Italia

Morta dopo aborto: Gigli (Mpv), «evidente la caccia agli obiettori di coscienza»

I familiari della donna hanno affermato che il medico di servizio all’ospedale Cannizzaro di Catania si sarebbe rifiutato di intervenire perché obiettore di coscienza. Circostanza decisamente smentita  dal direttore generale dell’ospedale Cannizzaro, Angelo Pellicanò. «Non c’è stata alcuna obiezione di coscienza da parte del medico – ha osservato – perché non c’era un’interruzione volontaria di gravidanza, ma obbligatoria e chiaramente dettata dalla gravità della situazione. Escludo che un medico possa aver detto quello che sostengono i familiari della povera ragazza morta, che non voleva operare perché obiettore di coscienza. Purtroppo nel caso di Valentina è intervenuto uno choc settico e, quindi, nello spazio di 12 ore la situazione è precipitata». Sulla vicenda la magistratura ha aperto un’inchiesta e il Ministro della salute ha inviato i suoi ispettori.

«La caccia agli obiettori di coscienza è ormai tra gli sport preferiti di alcuni media e di alcuni politici del nostro Paese. La tragedia di Catania è solo l’ultimo caso, ma basta guardare cosa avviene in molte aziende sanitarie, dove i medici obiettori vengono discriminati nell’accesso alla professione o nelle carriere, attraverso concorsi riservati per non obiettori». Lo ha detto Gian Luigi Gigli, capogruppo di ‘Democrazia Solidale-Centro Democratico’ in Commissione Affari Costituzionali della Camera e presidente del Movimento per la Vita Italiano, nell’aprire a Bibione i lavori del 36° Convegno nazionale dei Centri di aiuto alla vita e delle Case di accoglienza per le gestanti in difficoltà. Il Convegno è stato preceduto da un incontro dei responsabili della Rete europea dei Centri di aiuto alla vita e della rete americana di Heartbeat International. Gigli ha invitato gli oltre 500 volontari presenti «a essere consapevoli della propria identità e a costruire unità per rendere più efficace la missione accoglienza che ci caratterizza». «Con la testimonianza delle opere – ha concluso Gigli – dobbiamo generare per tutta la società un futuro alternativo alla cultura dello scarto che non riconosce significato alla vita dei nascituri, dei disabili, dei profughi, dei morenti. In quest’opera dobbiamo costruire alleanze con tutti coloro a cui sta a cuore il destino dell’uomo e il futuro della democrazia in Italia».

Sulla vicenda interviene anche l’Associazione medici cattolici italiani, riunita a Roma in occasione del convegno su «Fragilità e dolore nel contesto giubilare della misericordia», in corso all’Università Urbaniana. L’Amci, si legge in una nota, è «da sempre impegnata a sollecitare i medici ad esercitare l’obiezione di coscienza come esercizio di un diritto di valore costituzionale recepito nel codice di deontologia medica» e, in relazione a quanto avvenuto a Catania, «ritiene doveroso ribadire che non può essere invocata l’obiezione di coscienza quando la donna versa in pericolo di vita». Un’ipotesi, ricorda Filippo Maria Boscia, presidente nazionale dei medici cattolici, «prevista nell’ultimo comma dell’art. 9 della legge 194». «Di fronte al pericolo di morte della madre – conclude Boscia -, deve scattare l’obbligo grave e irrinunciabile per il medico di fare tutto il possibile per salvarla».

· · · ·

## Esercizio da svolgere
In base all'articolo sulla donna morta a Catania, rispondi alle seguenti domande:
1. Chi è il direttore generale dell'ospedale Cannizzaro?
2. In quale località si sono aperti i lavori del 36° Convegno nazionale dei Centri di aiuto alla vita?
3. Quale norma di legge cita Filippo Maria Boscia?

Voci della raccolta:
· · · ·

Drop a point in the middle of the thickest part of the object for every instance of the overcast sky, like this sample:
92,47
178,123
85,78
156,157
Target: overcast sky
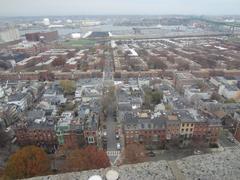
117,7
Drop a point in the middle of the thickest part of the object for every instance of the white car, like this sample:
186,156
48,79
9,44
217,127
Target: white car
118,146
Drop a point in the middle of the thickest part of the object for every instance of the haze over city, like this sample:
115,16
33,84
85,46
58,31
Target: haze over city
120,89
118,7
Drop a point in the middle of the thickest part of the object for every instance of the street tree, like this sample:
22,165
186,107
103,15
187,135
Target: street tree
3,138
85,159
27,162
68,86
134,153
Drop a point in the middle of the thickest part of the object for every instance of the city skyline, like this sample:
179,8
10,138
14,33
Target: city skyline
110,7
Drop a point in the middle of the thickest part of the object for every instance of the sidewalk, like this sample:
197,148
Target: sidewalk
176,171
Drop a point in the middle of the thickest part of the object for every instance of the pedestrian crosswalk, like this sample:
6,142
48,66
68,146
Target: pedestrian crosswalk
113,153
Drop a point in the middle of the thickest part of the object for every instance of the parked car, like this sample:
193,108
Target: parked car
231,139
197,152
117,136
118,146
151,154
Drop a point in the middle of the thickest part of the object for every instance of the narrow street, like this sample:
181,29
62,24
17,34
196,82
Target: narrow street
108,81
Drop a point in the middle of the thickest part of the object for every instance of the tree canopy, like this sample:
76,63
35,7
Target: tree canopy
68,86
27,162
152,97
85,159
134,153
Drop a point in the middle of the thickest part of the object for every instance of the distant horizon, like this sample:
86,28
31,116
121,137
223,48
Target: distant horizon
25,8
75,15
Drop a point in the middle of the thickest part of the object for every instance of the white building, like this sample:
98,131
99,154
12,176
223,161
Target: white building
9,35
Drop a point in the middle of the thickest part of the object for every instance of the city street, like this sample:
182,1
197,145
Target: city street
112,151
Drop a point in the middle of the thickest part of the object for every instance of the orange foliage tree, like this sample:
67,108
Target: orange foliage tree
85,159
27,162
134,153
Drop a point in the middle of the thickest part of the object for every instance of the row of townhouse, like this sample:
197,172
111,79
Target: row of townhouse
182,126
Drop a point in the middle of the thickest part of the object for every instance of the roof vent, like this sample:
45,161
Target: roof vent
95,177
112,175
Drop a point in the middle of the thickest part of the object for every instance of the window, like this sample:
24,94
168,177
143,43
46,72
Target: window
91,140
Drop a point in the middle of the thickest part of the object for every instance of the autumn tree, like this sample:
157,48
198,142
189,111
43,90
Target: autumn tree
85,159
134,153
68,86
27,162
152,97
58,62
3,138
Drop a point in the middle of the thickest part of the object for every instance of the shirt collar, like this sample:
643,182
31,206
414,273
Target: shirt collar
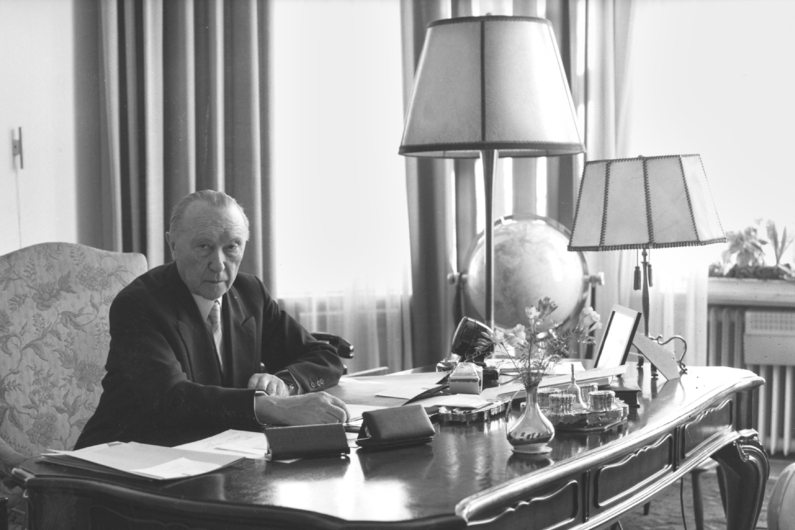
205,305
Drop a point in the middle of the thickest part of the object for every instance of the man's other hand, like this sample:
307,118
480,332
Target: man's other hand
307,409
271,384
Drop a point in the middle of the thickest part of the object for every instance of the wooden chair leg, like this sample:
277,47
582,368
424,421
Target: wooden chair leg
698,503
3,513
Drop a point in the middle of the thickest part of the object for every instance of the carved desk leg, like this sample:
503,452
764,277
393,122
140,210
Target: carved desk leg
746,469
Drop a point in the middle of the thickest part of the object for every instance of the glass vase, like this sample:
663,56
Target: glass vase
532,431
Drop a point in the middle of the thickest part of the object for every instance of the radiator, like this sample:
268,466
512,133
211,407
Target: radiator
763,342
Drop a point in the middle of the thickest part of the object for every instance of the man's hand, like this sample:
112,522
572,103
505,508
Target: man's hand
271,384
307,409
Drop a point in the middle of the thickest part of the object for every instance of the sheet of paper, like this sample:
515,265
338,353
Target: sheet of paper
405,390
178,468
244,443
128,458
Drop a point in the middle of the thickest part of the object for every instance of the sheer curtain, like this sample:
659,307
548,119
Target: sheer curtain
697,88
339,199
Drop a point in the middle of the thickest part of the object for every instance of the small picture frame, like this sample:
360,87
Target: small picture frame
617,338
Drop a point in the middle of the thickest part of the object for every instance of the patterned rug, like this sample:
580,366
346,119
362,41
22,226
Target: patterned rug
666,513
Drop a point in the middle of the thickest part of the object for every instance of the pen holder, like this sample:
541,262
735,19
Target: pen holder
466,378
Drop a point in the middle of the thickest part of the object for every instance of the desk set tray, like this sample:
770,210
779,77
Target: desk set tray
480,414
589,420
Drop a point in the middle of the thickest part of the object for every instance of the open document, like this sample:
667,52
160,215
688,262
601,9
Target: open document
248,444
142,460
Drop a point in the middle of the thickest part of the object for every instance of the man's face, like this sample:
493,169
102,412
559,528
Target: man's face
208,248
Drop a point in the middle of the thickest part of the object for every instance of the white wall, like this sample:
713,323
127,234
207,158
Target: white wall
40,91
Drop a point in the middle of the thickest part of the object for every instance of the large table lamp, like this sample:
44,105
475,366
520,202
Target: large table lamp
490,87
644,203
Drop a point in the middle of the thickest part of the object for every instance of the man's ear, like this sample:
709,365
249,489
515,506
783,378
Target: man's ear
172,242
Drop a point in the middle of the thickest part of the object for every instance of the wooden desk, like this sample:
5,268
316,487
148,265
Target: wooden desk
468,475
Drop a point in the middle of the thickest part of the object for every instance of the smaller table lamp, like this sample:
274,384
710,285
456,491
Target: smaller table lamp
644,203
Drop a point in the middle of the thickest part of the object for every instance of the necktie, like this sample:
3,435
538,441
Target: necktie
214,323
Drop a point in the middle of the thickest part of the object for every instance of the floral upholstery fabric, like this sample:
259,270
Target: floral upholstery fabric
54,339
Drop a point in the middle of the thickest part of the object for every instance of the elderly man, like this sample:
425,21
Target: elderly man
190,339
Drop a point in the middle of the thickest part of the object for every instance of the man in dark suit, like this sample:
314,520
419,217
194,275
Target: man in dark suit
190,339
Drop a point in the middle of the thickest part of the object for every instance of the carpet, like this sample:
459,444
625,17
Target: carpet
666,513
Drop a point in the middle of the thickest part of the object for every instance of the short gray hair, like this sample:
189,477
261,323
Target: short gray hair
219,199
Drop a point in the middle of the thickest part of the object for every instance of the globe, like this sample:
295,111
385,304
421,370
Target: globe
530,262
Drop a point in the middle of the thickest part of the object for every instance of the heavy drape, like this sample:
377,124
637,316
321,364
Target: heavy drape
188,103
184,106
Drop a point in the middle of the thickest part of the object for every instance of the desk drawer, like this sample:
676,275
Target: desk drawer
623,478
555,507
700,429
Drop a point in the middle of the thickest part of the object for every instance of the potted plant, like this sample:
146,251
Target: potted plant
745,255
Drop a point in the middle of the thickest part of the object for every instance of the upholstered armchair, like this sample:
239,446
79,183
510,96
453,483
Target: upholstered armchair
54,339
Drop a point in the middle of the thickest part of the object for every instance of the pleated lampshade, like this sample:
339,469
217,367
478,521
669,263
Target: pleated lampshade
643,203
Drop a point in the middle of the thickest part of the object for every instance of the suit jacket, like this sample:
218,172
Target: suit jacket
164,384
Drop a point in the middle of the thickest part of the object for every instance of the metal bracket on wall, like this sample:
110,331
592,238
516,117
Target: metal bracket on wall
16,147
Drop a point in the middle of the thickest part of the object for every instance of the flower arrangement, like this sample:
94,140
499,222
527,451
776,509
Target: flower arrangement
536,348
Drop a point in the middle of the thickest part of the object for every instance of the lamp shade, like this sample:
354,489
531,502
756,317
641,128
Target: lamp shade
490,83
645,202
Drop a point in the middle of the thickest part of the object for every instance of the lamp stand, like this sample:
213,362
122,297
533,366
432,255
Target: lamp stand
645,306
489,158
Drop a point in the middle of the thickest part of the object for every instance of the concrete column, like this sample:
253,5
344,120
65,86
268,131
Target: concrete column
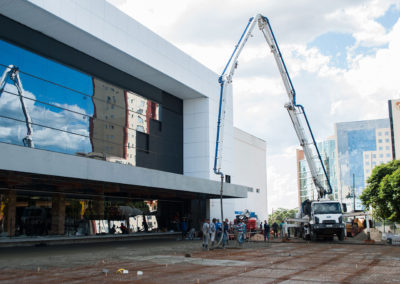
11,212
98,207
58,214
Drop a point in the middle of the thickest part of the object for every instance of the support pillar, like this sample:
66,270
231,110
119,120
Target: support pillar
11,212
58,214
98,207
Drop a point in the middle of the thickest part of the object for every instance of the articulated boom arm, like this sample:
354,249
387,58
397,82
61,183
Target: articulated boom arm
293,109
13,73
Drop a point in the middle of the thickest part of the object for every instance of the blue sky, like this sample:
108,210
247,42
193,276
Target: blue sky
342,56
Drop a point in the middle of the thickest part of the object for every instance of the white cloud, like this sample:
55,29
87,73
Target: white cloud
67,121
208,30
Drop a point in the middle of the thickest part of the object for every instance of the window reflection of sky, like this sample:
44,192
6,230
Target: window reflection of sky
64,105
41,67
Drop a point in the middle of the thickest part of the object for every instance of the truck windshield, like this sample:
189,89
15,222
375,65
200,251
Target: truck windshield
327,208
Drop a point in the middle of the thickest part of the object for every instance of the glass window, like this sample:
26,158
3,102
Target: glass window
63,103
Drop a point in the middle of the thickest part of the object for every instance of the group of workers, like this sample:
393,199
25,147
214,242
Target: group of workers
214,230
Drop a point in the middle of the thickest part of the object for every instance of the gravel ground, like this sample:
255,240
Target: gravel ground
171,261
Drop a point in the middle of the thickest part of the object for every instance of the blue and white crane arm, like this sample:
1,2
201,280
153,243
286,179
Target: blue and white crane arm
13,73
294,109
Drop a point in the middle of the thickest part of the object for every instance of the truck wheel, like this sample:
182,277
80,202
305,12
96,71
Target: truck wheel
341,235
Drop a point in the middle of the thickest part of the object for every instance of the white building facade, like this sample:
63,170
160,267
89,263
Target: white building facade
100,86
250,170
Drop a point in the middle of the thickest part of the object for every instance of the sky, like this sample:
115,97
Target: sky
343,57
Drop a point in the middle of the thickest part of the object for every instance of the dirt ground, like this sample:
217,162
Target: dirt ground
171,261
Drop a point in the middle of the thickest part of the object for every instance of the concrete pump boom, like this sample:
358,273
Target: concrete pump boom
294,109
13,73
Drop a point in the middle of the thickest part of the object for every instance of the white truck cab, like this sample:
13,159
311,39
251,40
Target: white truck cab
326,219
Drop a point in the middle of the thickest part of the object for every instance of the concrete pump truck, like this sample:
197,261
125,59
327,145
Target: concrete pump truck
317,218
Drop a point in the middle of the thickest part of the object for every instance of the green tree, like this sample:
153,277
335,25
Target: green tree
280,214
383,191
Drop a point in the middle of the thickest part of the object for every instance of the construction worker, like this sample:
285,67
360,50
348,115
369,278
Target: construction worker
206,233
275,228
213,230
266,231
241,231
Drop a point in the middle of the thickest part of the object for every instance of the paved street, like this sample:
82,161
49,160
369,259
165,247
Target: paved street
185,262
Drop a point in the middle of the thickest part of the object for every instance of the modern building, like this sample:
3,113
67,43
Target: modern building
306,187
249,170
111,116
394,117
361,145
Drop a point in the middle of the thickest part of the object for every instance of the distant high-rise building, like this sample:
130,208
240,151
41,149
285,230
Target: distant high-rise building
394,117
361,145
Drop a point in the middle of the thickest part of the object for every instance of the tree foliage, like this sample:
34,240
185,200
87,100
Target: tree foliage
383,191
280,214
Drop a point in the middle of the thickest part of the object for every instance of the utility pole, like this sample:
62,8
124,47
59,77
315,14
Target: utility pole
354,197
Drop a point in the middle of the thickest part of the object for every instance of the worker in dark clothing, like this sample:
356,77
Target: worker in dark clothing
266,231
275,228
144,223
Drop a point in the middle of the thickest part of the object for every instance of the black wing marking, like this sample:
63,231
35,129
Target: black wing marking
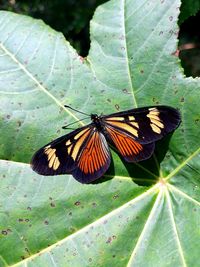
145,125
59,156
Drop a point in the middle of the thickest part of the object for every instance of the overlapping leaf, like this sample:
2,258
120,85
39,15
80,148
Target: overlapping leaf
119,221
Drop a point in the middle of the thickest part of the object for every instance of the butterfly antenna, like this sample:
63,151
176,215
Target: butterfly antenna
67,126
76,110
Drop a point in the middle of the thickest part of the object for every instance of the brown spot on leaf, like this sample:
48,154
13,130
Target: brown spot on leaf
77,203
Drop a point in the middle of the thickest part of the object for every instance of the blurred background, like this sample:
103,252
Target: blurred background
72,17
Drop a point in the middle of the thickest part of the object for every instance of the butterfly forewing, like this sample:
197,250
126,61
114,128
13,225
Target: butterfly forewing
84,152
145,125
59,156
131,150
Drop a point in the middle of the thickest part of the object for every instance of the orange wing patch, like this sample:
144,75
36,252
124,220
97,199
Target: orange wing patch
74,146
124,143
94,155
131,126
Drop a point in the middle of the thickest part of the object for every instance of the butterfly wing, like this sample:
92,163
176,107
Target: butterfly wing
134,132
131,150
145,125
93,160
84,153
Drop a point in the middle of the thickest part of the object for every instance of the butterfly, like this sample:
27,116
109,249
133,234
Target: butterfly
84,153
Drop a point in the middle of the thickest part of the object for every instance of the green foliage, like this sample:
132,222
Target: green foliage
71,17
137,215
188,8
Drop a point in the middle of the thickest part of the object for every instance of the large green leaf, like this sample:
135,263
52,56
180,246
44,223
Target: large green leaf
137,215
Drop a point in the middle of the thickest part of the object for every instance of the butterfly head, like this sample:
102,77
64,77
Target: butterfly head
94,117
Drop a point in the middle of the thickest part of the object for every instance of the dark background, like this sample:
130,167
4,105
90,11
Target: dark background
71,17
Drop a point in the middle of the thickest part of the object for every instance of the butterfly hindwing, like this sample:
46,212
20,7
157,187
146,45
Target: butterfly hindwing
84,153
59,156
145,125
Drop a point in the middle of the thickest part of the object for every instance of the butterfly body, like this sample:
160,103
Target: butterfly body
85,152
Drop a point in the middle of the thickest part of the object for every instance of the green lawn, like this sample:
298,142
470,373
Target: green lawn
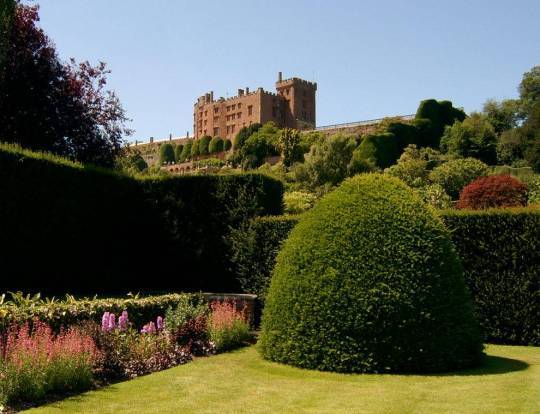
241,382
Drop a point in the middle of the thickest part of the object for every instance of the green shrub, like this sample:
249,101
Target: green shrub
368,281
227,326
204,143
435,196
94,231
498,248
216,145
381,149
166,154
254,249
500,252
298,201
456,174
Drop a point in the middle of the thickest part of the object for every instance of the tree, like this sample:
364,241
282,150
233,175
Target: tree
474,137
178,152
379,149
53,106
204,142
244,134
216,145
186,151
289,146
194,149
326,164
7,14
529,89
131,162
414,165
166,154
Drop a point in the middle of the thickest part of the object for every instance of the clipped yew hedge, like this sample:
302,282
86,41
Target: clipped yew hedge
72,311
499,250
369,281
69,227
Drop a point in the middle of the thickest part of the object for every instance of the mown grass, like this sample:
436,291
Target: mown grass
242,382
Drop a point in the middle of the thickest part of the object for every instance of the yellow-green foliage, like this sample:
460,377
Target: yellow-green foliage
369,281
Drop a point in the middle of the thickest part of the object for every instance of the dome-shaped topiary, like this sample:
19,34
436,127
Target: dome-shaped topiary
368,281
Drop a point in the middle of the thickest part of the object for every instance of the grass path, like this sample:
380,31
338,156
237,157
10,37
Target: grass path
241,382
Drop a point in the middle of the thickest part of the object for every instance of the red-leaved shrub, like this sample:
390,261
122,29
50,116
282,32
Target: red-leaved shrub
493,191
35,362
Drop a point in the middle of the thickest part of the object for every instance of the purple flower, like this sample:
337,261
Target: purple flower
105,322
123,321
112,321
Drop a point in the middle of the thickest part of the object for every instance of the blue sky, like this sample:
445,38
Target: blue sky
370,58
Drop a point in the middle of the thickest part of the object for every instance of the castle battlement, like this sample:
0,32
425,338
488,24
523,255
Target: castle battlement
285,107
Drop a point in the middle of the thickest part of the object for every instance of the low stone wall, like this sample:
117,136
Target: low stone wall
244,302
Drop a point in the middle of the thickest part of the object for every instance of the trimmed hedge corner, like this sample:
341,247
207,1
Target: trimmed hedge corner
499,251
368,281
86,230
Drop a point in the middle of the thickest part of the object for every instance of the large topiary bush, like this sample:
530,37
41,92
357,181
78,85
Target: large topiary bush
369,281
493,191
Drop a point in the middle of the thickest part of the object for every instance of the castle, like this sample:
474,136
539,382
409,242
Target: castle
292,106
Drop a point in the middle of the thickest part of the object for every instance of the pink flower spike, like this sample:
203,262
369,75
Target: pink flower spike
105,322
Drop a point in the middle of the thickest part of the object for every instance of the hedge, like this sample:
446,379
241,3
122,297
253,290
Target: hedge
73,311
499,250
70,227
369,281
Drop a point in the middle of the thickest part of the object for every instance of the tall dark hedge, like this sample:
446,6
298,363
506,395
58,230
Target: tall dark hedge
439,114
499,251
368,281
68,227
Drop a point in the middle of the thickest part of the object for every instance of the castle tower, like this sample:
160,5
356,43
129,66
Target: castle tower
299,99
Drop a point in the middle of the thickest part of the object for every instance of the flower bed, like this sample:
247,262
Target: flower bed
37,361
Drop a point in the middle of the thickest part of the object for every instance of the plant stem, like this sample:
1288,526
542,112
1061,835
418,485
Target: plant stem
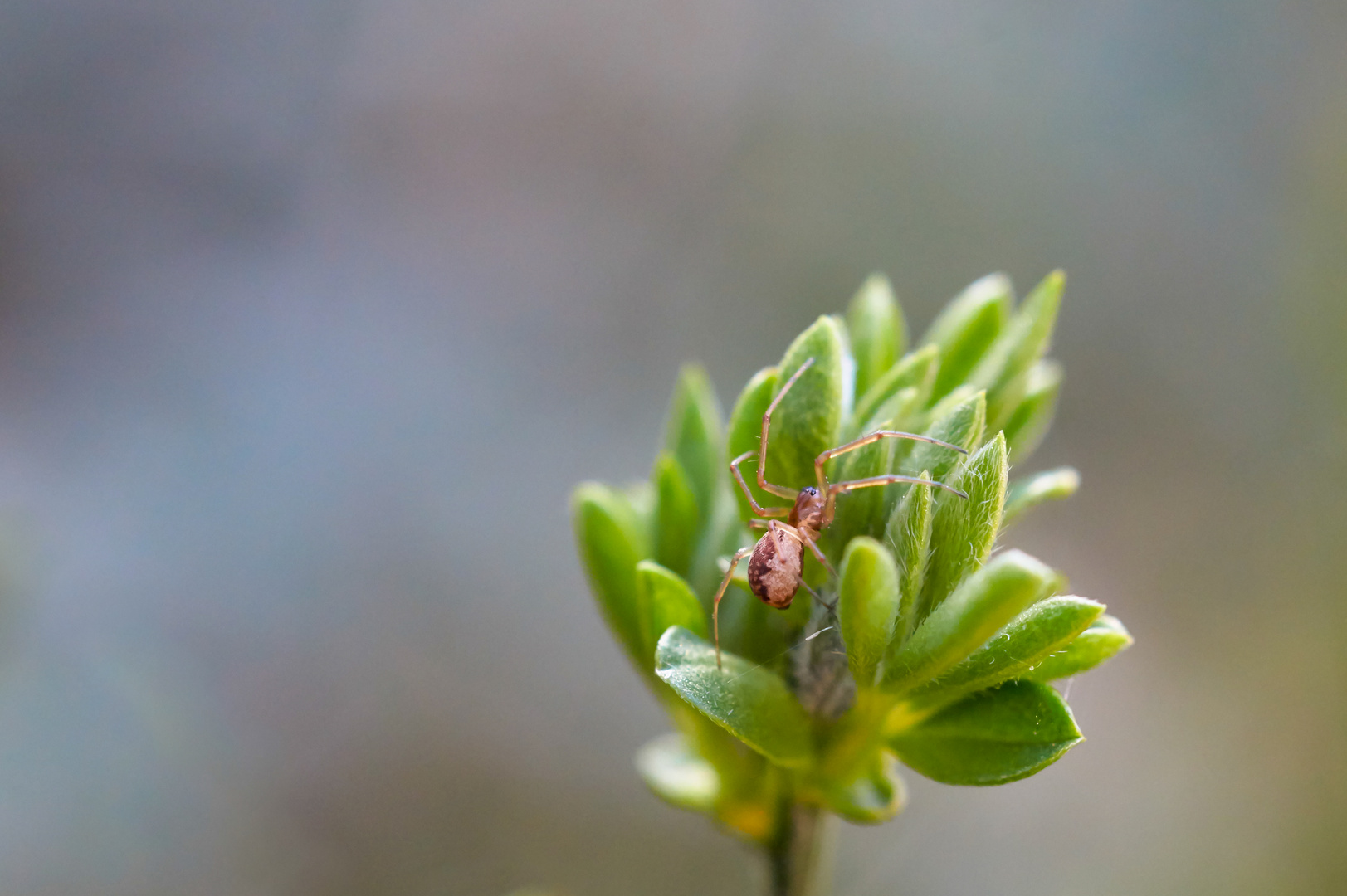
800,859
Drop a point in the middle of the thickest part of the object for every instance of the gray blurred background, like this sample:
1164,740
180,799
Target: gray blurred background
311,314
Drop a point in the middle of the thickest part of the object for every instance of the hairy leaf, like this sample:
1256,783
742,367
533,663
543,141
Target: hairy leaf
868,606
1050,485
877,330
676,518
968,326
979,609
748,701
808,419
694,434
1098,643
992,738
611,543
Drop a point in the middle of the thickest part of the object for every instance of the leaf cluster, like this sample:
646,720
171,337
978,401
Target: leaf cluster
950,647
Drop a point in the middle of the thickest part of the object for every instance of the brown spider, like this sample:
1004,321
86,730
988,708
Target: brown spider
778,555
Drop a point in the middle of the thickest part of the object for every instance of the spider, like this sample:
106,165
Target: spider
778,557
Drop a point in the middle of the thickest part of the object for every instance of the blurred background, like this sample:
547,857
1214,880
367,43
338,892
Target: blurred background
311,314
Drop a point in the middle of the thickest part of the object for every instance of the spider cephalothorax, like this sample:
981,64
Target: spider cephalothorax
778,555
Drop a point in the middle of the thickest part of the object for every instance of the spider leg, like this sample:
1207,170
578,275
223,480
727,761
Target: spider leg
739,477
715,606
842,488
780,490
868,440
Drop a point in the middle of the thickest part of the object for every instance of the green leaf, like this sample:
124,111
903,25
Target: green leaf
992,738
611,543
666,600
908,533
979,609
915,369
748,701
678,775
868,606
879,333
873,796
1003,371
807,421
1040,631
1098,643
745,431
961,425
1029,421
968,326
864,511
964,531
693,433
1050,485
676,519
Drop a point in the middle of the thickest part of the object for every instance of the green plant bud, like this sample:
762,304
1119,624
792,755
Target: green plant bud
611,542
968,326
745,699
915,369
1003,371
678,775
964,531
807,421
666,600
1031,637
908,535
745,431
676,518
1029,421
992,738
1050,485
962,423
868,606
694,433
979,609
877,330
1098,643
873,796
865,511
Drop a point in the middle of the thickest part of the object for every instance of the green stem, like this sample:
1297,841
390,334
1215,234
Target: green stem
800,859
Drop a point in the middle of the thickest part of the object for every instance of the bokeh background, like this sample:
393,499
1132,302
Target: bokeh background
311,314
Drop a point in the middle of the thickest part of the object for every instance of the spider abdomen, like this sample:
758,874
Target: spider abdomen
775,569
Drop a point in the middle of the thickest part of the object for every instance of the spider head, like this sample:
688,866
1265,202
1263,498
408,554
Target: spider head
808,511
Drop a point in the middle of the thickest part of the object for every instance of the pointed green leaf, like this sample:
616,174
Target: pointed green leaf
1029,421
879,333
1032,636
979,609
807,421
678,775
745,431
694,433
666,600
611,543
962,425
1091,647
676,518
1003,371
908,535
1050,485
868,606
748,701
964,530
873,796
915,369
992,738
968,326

· · · ·

## Risposta
1. Angelo Pellicanò.
2. A Bibione.
3. L'ultimo comma dell'art. 9 della legge 194.